From the line with "Player-tracking tagging: indicate the white coffee" through the final line, please write out the listing exactly, including both of those lines.

[Pointing records]
┌──
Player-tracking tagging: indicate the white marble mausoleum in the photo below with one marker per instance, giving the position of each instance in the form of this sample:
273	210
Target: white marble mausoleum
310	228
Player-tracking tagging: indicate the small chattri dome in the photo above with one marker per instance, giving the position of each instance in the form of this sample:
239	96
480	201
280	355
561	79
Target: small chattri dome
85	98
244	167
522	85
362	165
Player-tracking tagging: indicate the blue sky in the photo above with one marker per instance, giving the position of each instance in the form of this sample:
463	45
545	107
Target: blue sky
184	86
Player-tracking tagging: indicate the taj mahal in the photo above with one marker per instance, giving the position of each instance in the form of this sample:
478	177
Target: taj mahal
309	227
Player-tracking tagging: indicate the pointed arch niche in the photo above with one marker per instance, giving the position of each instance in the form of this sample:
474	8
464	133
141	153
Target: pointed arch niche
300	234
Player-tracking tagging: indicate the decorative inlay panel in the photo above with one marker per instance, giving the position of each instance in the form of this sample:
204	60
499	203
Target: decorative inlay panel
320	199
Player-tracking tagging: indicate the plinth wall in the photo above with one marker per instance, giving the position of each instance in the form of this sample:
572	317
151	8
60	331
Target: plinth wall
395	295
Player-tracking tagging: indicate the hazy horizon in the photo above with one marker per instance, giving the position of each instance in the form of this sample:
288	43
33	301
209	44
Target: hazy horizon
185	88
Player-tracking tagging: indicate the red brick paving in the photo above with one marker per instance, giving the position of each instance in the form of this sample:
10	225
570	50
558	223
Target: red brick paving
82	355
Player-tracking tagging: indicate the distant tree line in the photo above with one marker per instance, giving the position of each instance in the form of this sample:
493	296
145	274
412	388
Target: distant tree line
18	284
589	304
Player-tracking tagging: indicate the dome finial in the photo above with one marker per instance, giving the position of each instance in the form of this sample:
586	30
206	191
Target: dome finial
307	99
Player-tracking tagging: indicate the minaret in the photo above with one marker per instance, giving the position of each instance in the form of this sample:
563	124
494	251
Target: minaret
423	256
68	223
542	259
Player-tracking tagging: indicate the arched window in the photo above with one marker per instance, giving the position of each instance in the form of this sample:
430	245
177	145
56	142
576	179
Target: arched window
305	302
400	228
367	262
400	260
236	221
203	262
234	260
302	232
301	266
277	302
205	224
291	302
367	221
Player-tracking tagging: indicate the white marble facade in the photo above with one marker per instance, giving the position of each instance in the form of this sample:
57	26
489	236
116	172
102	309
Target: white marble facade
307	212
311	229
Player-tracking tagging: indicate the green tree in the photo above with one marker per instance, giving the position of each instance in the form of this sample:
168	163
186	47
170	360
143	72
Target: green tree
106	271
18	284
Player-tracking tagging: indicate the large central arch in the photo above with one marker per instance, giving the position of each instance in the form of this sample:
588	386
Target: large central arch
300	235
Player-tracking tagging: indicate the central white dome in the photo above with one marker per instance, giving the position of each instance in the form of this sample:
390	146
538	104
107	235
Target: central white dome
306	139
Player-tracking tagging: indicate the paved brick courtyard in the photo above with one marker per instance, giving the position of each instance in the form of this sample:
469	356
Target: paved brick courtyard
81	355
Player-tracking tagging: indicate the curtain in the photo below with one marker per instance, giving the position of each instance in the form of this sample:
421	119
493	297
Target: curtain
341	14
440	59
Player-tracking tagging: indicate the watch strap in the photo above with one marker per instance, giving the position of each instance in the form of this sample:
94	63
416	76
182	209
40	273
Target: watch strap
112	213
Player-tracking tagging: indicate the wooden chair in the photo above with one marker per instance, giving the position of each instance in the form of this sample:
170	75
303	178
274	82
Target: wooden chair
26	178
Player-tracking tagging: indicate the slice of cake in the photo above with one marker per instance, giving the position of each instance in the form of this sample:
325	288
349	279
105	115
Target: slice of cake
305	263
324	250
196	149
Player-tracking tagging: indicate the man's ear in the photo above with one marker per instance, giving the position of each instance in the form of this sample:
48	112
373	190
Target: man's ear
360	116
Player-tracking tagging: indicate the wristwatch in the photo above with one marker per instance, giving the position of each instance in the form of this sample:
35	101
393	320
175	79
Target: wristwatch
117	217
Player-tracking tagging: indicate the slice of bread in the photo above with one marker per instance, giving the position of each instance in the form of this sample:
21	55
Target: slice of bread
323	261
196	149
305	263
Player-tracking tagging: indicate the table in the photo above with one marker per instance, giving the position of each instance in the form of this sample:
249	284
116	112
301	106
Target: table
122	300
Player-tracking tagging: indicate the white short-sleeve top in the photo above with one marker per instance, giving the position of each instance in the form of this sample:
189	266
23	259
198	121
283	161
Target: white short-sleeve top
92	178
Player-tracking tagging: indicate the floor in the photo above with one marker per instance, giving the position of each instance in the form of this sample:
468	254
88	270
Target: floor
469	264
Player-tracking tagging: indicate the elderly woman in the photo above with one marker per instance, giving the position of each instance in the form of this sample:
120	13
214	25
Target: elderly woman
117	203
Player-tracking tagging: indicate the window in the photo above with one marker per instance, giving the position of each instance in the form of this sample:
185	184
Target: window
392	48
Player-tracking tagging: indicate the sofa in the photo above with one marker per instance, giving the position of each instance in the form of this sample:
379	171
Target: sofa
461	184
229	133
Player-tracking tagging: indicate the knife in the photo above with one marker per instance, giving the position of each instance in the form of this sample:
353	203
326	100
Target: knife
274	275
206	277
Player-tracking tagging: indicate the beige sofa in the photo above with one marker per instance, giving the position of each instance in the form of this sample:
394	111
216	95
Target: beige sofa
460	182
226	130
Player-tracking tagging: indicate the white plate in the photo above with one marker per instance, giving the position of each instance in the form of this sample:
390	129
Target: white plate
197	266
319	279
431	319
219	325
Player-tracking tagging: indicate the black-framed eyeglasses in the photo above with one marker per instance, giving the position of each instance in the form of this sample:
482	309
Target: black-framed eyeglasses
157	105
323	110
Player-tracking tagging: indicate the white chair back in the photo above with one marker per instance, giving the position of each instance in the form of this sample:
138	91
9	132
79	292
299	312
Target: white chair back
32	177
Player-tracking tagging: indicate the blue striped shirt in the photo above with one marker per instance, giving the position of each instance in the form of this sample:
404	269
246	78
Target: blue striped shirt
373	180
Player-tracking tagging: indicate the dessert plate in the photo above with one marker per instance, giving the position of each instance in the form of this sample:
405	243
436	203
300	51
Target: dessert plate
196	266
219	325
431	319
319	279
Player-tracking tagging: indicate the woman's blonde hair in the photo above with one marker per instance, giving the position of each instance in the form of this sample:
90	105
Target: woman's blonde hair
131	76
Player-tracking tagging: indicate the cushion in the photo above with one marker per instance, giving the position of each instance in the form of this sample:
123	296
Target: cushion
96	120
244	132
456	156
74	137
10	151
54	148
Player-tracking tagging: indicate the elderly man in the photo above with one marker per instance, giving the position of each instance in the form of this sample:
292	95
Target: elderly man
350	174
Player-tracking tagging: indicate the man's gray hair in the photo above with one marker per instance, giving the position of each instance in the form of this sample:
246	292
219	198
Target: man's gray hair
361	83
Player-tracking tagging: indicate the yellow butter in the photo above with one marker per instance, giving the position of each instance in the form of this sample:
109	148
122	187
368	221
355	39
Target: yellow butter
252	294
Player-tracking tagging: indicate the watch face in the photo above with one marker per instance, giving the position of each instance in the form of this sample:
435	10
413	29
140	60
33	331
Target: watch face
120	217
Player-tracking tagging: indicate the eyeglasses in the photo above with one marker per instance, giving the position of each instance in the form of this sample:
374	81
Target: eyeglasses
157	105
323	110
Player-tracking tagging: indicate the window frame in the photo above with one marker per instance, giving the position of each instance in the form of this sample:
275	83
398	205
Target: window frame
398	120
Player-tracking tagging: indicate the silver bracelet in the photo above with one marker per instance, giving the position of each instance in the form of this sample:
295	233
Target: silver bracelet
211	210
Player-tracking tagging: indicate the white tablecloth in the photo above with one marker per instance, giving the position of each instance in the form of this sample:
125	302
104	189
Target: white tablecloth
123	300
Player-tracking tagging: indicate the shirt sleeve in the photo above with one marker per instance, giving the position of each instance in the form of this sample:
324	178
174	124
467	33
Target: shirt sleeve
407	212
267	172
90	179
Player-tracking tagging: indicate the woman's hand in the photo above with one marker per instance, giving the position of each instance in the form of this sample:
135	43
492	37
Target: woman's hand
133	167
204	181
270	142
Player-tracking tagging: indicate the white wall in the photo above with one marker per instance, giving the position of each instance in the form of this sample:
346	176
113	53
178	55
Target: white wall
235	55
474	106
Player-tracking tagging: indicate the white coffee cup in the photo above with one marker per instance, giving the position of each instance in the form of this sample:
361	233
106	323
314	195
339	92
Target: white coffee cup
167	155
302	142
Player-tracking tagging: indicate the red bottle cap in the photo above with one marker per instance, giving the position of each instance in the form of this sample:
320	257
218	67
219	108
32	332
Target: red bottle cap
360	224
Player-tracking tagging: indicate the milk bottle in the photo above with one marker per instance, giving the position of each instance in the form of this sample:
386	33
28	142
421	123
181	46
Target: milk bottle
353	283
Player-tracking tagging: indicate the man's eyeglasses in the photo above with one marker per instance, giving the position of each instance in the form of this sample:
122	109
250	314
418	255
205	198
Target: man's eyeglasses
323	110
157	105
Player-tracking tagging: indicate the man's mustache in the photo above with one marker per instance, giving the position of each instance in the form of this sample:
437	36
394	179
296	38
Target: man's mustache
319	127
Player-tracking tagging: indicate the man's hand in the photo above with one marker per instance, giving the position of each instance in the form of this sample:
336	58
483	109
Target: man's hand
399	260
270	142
└──
__Correct output__:
Player-tracking tagging: indicate the white coffee cup in the photo above with one marker per instance, giving the position of each instance in the form of this sample:
361	233
106	323
314	195
339	92
Target: white coffee cup
167	155
302	142
Player-tracking tagging: indicate the red bottle cap in the photo above with one marker per instance, giving the position of each instance in the form of this sample:
320	257
218	67
219	108
32	332
Target: red bottle cap
360	224
Player-tracking tagging: indicate the milk bottle in the photo above with one marker per instance, giving the position of each instance in the form of this sample:
386	33
28	142
421	123
181	46
Target: milk bottle
353	283
Player-tracking tagging: indicate the man's eyeglasses in the photo above with one marker per instance, giving the position of each instance in the form of this sample:
122	109
250	314
418	255
205	198
Target: man's eyeglasses
323	110
157	105
Player-tracking tagging: indicate the man's mustache in the photo above with one marker per instance, giving the position of each instance in the form of this sample:
437	36
394	179
296	38
Target: man's mustache
319	127
Player-tracking tagging: indicate the man's hand in the photo above with one marker per instance, giving the position of each instance in the form of this sample:
336	58
483	109
Target: man's hand
399	260
270	142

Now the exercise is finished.